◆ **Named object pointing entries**

▬▬▬▬▬▬▬▬▬▬

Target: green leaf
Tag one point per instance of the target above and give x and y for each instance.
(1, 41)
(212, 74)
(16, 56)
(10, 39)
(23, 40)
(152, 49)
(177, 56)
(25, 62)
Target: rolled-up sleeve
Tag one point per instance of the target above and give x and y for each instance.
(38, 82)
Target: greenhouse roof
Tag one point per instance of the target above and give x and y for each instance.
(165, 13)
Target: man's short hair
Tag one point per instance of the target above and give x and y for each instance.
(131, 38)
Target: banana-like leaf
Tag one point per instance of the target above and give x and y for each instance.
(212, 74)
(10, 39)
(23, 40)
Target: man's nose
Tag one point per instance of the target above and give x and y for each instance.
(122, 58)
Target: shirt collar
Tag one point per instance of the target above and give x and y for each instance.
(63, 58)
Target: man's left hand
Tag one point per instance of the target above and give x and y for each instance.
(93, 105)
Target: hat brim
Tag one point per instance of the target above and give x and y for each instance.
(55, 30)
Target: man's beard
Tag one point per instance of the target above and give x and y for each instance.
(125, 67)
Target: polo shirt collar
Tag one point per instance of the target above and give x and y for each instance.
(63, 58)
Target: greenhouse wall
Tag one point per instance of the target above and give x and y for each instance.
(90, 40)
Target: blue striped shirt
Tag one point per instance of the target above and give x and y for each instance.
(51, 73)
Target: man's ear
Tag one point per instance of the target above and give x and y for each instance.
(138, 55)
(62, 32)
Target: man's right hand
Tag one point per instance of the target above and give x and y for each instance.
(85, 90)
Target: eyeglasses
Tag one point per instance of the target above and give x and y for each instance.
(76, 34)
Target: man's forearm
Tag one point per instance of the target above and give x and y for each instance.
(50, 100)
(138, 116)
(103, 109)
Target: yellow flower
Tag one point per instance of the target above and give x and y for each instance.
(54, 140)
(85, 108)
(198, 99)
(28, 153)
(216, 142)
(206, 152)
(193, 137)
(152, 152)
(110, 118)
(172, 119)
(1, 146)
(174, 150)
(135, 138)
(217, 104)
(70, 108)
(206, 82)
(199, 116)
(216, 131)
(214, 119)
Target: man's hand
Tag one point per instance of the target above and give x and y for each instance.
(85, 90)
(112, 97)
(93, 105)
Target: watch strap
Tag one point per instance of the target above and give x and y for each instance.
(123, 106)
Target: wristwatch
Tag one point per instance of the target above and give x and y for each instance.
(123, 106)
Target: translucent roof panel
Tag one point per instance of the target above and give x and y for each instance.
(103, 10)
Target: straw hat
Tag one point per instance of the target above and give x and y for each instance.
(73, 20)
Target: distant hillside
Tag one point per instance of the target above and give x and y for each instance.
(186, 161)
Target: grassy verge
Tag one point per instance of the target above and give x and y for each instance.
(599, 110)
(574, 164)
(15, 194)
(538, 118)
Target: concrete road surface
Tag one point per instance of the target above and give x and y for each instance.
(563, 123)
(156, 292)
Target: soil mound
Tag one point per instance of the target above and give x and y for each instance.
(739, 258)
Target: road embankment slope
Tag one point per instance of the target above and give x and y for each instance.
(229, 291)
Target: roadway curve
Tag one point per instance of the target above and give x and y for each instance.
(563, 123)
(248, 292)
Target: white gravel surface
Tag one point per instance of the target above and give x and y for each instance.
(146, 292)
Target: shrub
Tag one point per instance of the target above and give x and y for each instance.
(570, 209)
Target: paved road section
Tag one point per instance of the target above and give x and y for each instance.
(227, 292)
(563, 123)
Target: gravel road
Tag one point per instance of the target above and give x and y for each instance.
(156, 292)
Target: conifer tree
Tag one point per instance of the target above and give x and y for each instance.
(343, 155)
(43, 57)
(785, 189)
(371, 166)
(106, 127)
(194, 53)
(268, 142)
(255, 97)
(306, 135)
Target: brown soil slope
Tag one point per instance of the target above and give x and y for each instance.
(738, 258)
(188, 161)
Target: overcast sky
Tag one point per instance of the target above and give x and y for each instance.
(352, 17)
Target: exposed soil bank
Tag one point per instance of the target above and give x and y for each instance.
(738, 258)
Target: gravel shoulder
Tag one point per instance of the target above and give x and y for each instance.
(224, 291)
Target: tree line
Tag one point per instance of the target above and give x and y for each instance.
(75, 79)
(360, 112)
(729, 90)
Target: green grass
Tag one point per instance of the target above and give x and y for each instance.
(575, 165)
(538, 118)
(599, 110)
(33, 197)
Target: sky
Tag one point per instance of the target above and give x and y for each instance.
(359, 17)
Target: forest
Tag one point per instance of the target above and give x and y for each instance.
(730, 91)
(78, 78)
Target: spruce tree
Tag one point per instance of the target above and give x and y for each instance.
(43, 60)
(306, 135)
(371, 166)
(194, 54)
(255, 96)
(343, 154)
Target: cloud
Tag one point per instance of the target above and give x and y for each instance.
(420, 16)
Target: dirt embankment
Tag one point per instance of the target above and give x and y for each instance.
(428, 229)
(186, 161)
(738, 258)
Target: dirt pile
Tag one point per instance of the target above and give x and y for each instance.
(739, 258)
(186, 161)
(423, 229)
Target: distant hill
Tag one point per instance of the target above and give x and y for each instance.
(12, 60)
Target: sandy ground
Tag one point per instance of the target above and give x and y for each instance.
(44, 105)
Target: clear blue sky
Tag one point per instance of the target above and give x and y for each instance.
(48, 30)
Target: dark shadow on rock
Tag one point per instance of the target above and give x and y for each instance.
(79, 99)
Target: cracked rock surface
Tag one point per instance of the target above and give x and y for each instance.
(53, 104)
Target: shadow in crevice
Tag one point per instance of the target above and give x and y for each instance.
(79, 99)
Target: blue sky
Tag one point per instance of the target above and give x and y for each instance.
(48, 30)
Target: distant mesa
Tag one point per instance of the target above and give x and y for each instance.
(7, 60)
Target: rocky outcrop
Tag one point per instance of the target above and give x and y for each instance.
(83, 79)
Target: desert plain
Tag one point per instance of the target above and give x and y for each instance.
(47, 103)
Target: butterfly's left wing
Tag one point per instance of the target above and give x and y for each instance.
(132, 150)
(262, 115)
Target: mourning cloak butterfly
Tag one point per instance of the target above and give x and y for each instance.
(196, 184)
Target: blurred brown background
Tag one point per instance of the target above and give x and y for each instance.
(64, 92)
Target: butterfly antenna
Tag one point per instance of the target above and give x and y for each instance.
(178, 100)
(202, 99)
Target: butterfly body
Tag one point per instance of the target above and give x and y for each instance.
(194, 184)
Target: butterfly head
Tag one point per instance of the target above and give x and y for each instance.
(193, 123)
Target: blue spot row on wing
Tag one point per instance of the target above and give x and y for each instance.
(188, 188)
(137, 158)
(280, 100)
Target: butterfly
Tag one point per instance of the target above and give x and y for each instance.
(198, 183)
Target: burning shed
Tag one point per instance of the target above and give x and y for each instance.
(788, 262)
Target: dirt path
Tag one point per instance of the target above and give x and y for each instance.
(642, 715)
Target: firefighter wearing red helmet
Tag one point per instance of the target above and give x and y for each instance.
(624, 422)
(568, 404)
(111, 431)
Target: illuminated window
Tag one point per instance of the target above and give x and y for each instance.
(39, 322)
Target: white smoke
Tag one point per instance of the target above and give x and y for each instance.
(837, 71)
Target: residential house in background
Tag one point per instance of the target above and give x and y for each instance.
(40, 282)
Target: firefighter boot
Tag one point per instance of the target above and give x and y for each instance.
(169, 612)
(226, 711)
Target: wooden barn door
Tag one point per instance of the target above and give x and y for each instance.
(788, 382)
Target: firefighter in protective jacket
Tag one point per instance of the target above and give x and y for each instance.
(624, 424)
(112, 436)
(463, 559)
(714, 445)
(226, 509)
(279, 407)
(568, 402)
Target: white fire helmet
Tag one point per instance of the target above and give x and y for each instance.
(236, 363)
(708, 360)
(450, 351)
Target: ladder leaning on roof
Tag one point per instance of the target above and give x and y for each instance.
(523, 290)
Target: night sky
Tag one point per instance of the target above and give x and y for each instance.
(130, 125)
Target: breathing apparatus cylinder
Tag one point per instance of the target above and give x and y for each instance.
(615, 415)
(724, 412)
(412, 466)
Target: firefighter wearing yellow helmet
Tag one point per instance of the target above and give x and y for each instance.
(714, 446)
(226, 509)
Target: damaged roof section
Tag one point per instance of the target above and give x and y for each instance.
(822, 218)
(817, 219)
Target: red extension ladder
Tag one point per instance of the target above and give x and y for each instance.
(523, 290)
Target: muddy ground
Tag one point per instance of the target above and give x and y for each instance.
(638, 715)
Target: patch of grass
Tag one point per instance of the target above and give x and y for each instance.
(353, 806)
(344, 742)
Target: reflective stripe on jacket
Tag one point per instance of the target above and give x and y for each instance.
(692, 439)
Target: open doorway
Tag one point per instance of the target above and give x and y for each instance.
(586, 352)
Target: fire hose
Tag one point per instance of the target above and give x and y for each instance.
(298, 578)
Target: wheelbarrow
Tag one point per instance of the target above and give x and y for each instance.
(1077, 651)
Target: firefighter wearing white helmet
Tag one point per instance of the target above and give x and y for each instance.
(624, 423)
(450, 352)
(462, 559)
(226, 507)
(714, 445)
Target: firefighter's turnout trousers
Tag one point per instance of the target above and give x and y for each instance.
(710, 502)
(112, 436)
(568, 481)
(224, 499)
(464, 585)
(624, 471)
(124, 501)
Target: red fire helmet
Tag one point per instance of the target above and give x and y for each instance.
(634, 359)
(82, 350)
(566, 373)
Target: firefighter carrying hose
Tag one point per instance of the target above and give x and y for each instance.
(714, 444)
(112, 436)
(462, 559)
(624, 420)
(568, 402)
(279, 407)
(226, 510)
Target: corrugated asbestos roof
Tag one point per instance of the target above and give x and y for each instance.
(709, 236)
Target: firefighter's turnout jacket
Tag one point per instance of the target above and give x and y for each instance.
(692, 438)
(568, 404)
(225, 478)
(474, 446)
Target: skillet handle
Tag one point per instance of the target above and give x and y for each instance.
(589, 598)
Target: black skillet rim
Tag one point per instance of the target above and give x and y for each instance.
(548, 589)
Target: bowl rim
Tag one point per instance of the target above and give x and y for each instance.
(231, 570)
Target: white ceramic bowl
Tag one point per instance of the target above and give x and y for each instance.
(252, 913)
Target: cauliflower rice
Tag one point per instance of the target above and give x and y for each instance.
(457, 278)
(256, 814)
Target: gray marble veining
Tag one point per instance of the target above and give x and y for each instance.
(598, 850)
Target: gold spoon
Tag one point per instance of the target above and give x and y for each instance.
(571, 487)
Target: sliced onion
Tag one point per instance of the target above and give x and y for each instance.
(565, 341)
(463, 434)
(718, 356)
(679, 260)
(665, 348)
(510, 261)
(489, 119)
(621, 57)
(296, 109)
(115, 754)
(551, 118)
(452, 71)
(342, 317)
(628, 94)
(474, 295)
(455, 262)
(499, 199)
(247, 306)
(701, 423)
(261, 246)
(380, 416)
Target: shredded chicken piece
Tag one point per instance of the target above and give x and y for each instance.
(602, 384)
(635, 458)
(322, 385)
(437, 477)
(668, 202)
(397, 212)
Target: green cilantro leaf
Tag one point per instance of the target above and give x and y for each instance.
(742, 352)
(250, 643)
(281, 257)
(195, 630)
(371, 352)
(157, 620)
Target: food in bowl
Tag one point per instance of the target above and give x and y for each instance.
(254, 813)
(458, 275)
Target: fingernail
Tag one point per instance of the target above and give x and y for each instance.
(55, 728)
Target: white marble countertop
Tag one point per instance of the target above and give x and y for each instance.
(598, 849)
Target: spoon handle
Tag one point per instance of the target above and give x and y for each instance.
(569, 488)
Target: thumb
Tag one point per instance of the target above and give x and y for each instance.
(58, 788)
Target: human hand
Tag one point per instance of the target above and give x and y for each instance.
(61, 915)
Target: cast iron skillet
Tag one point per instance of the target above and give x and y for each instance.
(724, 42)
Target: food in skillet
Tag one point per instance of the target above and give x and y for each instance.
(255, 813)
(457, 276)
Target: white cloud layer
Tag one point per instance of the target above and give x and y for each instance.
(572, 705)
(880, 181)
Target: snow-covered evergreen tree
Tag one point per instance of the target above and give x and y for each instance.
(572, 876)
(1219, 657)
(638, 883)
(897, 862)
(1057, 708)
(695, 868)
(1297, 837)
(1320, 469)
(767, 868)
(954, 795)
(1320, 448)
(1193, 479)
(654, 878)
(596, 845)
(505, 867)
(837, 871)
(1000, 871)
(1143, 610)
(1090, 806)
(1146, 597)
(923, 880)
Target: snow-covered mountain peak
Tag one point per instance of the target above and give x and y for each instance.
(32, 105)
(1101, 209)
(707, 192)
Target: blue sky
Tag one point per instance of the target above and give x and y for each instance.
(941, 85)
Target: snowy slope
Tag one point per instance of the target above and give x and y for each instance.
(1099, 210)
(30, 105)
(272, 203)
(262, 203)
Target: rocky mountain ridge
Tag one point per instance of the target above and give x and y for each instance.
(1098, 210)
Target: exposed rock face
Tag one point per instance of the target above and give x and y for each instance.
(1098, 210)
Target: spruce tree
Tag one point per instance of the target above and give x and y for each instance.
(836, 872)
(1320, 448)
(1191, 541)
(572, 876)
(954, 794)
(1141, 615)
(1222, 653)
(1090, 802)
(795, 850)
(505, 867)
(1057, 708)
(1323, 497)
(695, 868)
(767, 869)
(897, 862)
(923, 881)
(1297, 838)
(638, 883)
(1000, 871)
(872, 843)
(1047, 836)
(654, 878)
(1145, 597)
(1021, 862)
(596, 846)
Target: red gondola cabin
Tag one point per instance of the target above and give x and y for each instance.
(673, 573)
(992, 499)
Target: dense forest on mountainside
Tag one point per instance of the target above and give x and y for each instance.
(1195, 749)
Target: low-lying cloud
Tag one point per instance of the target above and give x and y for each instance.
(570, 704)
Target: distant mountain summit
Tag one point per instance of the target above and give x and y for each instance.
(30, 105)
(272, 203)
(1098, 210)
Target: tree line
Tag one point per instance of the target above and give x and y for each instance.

▬▬▬▬▬▬▬▬▬▬

◆ **EXERCISE OBJECTIVE**
Recast the lines from the one containing "Target: low-lying cloud" through the end of the rows as a Markdown table with the columns Number and Content, including both ends and omitting blank lines.

◆ **CORRECT ANSWER**
| Number | Content |
|---|---|
| 1 | Target: low-lying cloud |
| 2 | Tag one point per instance of the target above and give x and y for each instance. |
| 3 | (570, 704) |
| 4 | Target: distant mountain summit |
| 5 | Tag one point per instance of the target above and give x and y for each instance. |
| 6 | (30, 105) |
| 7 | (272, 203) |
| 8 | (1098, 210) |
| 9 | Target: tree line |
| 10 | Tag one point per instance of the target above and give x and y for each instance. |